* _What is needed_
Reproduce each of the following records line for line, with no changes.

-- Start of Working data --

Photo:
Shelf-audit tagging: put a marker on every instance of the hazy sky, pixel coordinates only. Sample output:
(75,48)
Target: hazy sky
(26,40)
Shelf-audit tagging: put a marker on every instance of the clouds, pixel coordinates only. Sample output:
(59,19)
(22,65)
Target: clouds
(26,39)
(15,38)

-- End of Working data --

* _Result for this exercise_
Photo:
Shelf-audit tagging: put a marker on every instance of the hazy sky, pixel coordinates only. Sample output:
(75,48)
Target: hazy sky
(26,40)
Shelf-audit tagging: put a marker on every instance of the clouds, pixel coordinates only. Sample output:
(59,19)
(22,65)
Target: clouds
(26,39)
(15,38)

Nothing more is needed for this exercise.